== Segment start ==
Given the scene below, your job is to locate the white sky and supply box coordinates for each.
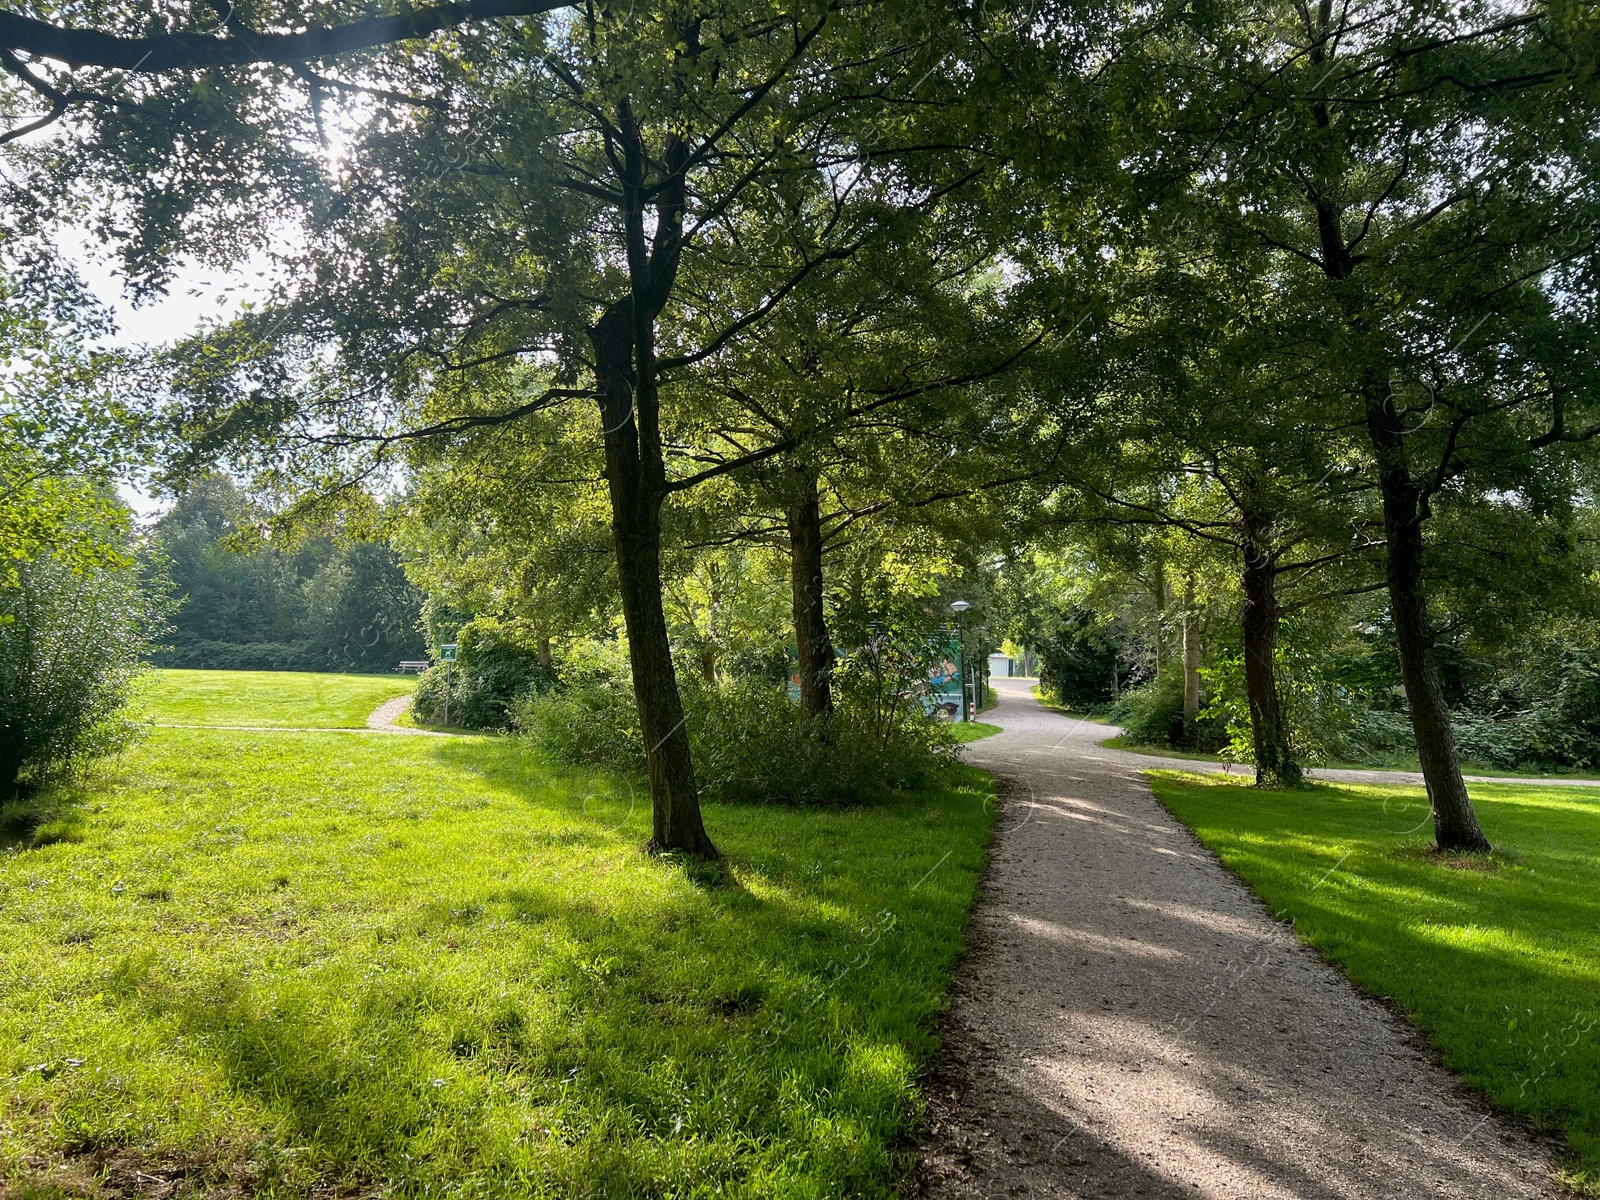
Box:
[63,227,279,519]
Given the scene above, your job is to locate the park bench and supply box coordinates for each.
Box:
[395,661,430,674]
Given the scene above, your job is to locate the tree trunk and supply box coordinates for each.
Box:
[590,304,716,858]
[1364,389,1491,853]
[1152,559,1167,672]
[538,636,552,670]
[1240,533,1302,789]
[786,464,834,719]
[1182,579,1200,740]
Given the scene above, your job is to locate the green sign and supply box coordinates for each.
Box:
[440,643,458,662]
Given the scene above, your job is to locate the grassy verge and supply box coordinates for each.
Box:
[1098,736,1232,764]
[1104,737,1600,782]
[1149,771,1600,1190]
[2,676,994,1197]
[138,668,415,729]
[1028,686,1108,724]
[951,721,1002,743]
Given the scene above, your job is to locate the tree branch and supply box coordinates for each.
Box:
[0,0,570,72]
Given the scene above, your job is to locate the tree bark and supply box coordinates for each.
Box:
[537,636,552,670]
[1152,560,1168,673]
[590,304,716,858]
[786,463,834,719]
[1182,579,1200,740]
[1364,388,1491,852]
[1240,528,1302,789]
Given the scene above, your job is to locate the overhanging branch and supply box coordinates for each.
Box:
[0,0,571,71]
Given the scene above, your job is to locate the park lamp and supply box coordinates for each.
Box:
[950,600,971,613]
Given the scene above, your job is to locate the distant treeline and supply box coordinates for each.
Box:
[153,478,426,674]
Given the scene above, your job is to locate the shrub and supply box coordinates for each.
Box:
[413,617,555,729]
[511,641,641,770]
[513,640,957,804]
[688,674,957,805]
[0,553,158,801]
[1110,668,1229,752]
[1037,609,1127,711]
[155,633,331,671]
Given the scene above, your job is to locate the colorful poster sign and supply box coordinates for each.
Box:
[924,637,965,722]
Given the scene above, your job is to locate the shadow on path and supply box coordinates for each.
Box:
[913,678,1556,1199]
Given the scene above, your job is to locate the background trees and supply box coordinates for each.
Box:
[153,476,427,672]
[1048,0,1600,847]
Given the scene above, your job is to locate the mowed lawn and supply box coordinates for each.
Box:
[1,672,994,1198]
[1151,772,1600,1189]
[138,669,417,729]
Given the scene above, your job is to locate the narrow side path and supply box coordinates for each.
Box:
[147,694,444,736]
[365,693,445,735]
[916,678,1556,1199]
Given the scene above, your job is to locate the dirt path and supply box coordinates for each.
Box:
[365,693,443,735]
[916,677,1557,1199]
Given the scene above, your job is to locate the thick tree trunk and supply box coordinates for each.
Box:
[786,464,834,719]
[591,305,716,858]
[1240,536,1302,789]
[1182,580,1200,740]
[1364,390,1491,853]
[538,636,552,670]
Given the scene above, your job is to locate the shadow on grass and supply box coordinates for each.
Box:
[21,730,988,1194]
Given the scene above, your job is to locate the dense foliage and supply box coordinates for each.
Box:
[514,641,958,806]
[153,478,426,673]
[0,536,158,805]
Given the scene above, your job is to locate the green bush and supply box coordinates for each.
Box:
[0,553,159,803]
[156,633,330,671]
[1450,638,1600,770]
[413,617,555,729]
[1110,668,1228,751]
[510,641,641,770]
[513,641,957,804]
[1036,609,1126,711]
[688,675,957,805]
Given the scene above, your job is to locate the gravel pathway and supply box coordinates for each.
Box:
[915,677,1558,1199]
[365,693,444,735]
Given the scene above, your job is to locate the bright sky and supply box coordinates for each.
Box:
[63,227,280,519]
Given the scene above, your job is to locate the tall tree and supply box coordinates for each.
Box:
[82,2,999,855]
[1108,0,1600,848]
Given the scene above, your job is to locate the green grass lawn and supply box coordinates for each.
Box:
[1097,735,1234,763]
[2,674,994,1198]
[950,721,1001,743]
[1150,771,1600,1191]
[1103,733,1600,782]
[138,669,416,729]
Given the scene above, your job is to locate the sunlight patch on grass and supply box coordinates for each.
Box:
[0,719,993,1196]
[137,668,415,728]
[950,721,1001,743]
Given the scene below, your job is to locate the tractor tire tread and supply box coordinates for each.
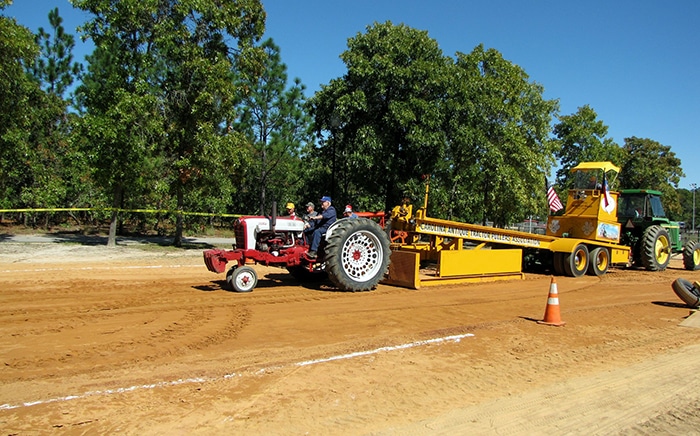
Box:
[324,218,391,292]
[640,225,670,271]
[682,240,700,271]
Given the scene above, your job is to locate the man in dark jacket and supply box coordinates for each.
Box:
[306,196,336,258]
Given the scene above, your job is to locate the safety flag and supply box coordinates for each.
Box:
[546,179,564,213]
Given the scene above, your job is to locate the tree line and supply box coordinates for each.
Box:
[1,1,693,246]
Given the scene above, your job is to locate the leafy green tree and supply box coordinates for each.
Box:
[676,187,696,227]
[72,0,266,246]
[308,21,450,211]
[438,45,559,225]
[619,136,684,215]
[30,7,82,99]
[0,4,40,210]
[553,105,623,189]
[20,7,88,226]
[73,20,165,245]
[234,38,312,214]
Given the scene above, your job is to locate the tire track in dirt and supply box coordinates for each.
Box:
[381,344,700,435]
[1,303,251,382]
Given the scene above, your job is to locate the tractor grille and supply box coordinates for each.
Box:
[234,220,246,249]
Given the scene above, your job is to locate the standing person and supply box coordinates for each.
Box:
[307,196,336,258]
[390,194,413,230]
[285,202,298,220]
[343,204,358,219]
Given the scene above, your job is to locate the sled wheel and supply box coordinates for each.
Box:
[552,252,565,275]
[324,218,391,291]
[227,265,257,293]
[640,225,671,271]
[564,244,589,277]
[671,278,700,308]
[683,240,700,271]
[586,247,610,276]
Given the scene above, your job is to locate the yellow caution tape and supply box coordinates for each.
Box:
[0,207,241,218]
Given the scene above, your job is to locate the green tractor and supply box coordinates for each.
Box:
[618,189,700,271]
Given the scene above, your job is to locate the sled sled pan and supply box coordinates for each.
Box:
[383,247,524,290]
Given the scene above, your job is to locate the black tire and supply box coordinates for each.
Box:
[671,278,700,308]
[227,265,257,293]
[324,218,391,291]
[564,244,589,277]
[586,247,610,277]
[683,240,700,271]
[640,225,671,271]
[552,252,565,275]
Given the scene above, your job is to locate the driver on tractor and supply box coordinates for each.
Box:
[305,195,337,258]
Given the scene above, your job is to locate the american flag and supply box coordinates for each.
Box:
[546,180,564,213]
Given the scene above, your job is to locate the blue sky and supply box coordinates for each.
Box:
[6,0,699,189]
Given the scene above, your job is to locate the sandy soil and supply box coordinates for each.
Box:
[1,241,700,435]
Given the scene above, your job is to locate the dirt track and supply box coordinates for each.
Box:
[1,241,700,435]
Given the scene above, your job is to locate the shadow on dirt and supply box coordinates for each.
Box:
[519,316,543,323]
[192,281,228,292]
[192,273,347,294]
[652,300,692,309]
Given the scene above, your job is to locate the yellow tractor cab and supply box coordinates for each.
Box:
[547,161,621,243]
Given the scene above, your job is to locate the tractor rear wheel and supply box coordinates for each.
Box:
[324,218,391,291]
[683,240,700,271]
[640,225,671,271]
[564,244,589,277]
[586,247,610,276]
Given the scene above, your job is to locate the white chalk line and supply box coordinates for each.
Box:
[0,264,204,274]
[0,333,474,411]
== Segment end ==
# What to do
All of the entries above should be retyped exactly, with the pictures left out.

# Answer space
Given the scene below, your job is to locate the white sky and supply box coordinates for each.
Box:
[63,227,279,519]
Given the scene above, your job is to locate the park bench and supply box coordinates for each.
Box:
[395,661,430,674]
Given the scene above, your job is to locate the tree trunk and supply box coordinates for each.
Box:
[590,304,716,858]
[1364,389,1491,853]
[1152,559,1167,672]
[538,636,552,670]
[1240,533,1302,789]
[786,464,834,719]
[1182,579,1200,740]
Given the scene above, your job is to locate the green sign and supply box coordinates for each.
Box:
[440,643,458,662]
Given the scene above, your job is to locate the grassy verge and supply box coordinates for each.
Box:
[1098,736,1232,764]
[1104,737,1600,782]
[1149,771,1600,1190]
[2,676,994,1197]
[138,668,415,729]
[1028,686,1108,724]
[951,721,1002,743]
Given the scene above, your job is to locate the tree branch and supply box coordinates for each.
Box:
[0,0,570,72]
Given the scene above, your job is to locate the tree bark and supply box coordinates for each.
Box:
[537,636,552,670]
[1152,560,1168,673]
[590,304,716,858]
[786,463,834,719]
[1182,579,1200,740]
[1364,388,1491,852]
[1240,528,1302,789]
Given the scene above, your job is to locate the overhanging branch and supply box coordinates for each.
Box:
[0,0,571,71]
Given the scene above, your job is to locate the park lamp and supply box coordinates for each.
Box:
[950,600,971,613]
Given the scene above, your job is to locate the distant treeline and supply box coordinates for each.
Box:
[153,478,426,674]
Given the scene above, your job is to locate the shrub and supply box coordinates for each.
Box:
[413,617,555,729]
[511,641,641,770]
[513,640,957,804]
[688,674,957,805]
[0,553,158,801]
[1110,668,1229,752]
[1037,609,1127,711]
[155,633,331,671]
Given the scene above, your job is to locate the colorful poster sign and supply box coordinates for each.
Box:
[924,637,965,722]
Given the scene above, your job is to locate the shadow on path and supply box coordinates for each.
Box:
[913,678,1556,1199]
Given the scene above, your job is to locate the background trees and supply box coordinates for each.
Box:
[153,476,427,672]
[1048,0,1600,847]
Given the scene above, your job is to locate the mowed lawn and supply box coordinates for each.
Box:
[1,672,994,1198]
[1151,772,1600,1189]
[138,669,417,729]
Given the scene above, your job is to locate the narrow side path and supply box coordinates for each.
Box:
[147,694,444,736]
[365,693,445,735]
[916,678,1556,1199]
Given the scene above, your job is to locate the dirt path and supply box coordinates for each.
Box:
[365,693,443,735]
[916,677,1557,1199]
Given the scene above, your job is to locate the thick tree trunk and supply box coordinates for each.
Box:
[786,464,834,719]
[591,305,716,858]
[1240,536,1302,789]
[1182,580,1200,740]
[1364,390,1491,853]
[538,636,552,670]
Given the scene above, your job is to locate the shadow on grass and supply box coordinates for each.
Box:
[21,730,988,1194]
Given the scene above, your job is to locate the dense foliage and supply box coordinates for each.
Box:
[514,641,958,806]
[153,478,426,673]
[0,536,158,805]
Given the scene above, your job is to locate the green bush and supply box coordinates for each.
Box:
[0,553,159,803]
[156,633,330,671]
[1450,638,1600,770]
[413,617,555,729]
[1110,668,1228,751]
[510,641,641,770]
[513,641,957,804]
[1036,609,1126,711]
[688,675,957,805]
Given the scene above, your job is to locate the gravel pathway and supply box coordinates for each.
Box:
[915,677,1558,1199]
[365,693,444,735]
Given the scene above, your job is to locate the bright sky and supply box coordinates for each.
Box:
[63,227,280,519]
Given the scene above, your job is to locate the tall tree and supply box coordinates for each.
Box:
[82,2,999,855]
[1108,0,1600,848]
Given the scene above, your job is to locate the green grass lawn and supply box coordinates for each.
Box:
[1097,735,1234,763]
[2,674,994,1198]
[950,721,1001,743]
[1150,771,1600,1191]
[1103,733,1600,782]
[138,669,416,729]
Given the scene above, your job is to locate the sunlight patch on grass and supply box coordinates for each.
Box:
[0,719,993,1196]
[137,668,415,728]
[950,721,1001,743]
Given the scene below, your job is to locate the tractor tire tread and supply box coordinates for each.
Box:
[324,218,391,292]
[640,225,670,271]
[682,240,700,271]
Given the scene above, your job is to locate the man in dark jacket and supply box coordinates for each.
Box:
[306,196,336,258]
Given the scene above, your job is to locate the safety flag and supply box coordinates for each.
Box:
[546,179,564,213]
Given the scene above, your job is to locate the tree line and supply box coordinates for each.
Box:
[1,1,693,246]
Given the scene above, your job is to locate the leafy green tree and supply box coordinates for each.
Box:
[676,187,696,227]
[72,0,266,246]
[308,21,450,211]
[438,45,559,225]
[619,136,684,215]
[30,7,82,99]
[0,4,40,210]
[553,105,623,189]
[20,7,88,226]
[73,20,165,245]
[234,38,312,214]
Given the scene above, your job is to locate the tire track in dirt and supply box coordinates for each.
Box:
[381,344,700,435]
[1,303,251,382]
Given the scene above, your job is to locate the tractor grille and supply box coordinates for each.
Box:
[234,220,246,249]
Given the scene above, your job is to locate the standing person and supply box coordinates for each.
Box:
[307,196,336,258]
[390,194,413,230]
[285,202,298,220]
[343,204,358,219]
Given the scene above, your job is to locate the sled wheel and supply box coordinates for each.
Box:
[552,252,565,275]
[324,218,391,291]
[227,265,257,293]
[640,225,671,271]
[564,244,589,277]
[671,278,700,308]
[683,240,700,271]
[586,247,610,276]
Given the scene above, your job is to locate the yellow caution tape and supply box coordinates for each.
Box:
[0,207,241,218]
Given the scene above, your job is to locate the green tractor and supply box coordinates for each.
Box:
[618,189,700,271]
Given the scene above, your job is to locate the sled sled pan and supply box coordinates for each.
Box:
[383,247,524,290]
Given the scene above, your job is to locate the black tire and supply box coordinates for each.
Box:
[671,278,700,308]
[227,265,257,293]
[324,218,391,291]
[564,244,589,277]
[586,247,610,277]
[683,240,700,271]
[640,225,671,271]
[552,252,565,275]
Given the scene above, your job is to locate the driver on tractor and supply box coordinates for each.
Box:
[305,195,337,258]
Given the scene above, your job is to locate the american flag and supply box coordinates for each.
Box:
[546,180,564,213]
Given the scene above, your job is to locate the blue sky and supply box coordinates for each.
Box:
[6,0,699,189]
Given the scene above, your job is to locate the sandy soil and supply box coordinates for each.
Box:
[1,241,700,435]
Given the scene above, your job is to locate the dirt track and supply box coordinates for each.
Box:
[1,241,700,435]
Given the scene above, your job is to locate the shadow on dirt and supply box coordinates for each.
Box:
[519,316,543,323]
[192,281,228,292]
[192,273,347,294]
[652,300,692,309]
Given the scene above, your job is to locate the yellow tractor cab and supply box coordinates for each.
Box:
[547,161,621,243]
Given the scene above, your job is to locate the tractor rear wheel and supply box coordinates for each.
Box:
[324,218,391,291]
[683,240,700,271]
[640,225,671,271]
[564,244,589,277]
[586,247,610,276]
Given the scene above, your job is to locate the white chalk line and supply box coordinates for each.
Box:
[0,264,204,274]
[0,333,474,411]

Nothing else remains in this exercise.